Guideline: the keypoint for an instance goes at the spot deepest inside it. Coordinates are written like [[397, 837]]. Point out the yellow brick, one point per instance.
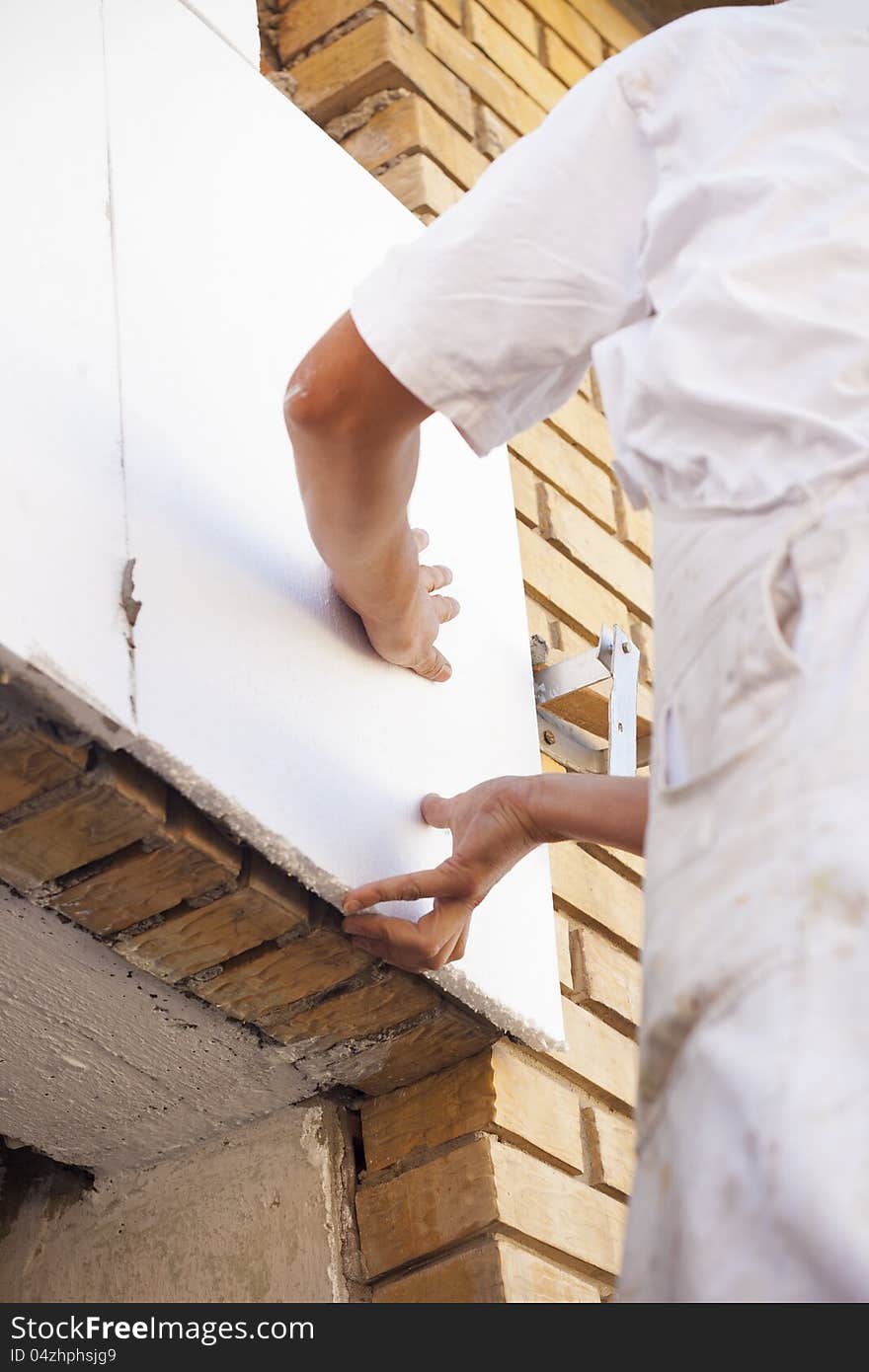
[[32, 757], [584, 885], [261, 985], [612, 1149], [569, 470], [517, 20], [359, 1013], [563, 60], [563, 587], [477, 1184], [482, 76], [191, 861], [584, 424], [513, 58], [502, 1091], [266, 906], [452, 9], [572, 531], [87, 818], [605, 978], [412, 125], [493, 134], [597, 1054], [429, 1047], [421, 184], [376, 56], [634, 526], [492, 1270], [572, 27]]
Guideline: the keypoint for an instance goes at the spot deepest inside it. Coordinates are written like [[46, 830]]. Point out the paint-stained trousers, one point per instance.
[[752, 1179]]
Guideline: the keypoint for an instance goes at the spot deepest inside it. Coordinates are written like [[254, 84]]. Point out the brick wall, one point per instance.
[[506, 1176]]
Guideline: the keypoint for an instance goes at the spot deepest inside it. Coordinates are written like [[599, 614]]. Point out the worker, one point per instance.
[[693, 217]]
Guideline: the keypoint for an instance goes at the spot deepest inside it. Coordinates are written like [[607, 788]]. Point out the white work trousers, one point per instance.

--------

# Exercise
Repeat the material above in full and exactly, omitting the pictures.

# Answer to the problem
Guideline: the keypoint for an instance goes at the spot deepest inside it. Coordinates are written like [[397, 837]]. Point out the yellow brick, one point per instance.
[[32, 757], [584, 885], [261, 985], [612, 1149], [569, 470], [517, 20], [359, 1013], [563, 60], [563, 587], [477, 1184], [482, 76], [191, 861], [584, 424], [513, 58], [502, 1091], [266, 906], [452, 9], [572, 531], [87, 818], [605, 978], [412, 125], [493, 134], [597, 1054], [429, 1047], [421, 184], [376, 56], [634, 526], [492, 1270], [572, 27]]
Guideline: the keypoint for an instance goes at the spot deepest inside it. Coordinates are written like [[46, 830]]. Point out the paint-stained trousers, one point per instance.
[[752, 1179]]
Guideline: the keypoint for an instance goes at the spot deepest inside it. Coordinates are written like [[254, 84]]. Point out the brick wall, one point per instance.
[[506, 1176]]
Guideline: the keypoint for an instance goes at the spot deepest inside it. Coordinates are written like [[599, 614]]. Point out the worker, one point per instance.
[[693, 217]]
Guideline: the keypoint for an instance goes at the spot deepest inside it. Coordinates are written like [[607, 788]]. Point out the white work trousers, one point per instance.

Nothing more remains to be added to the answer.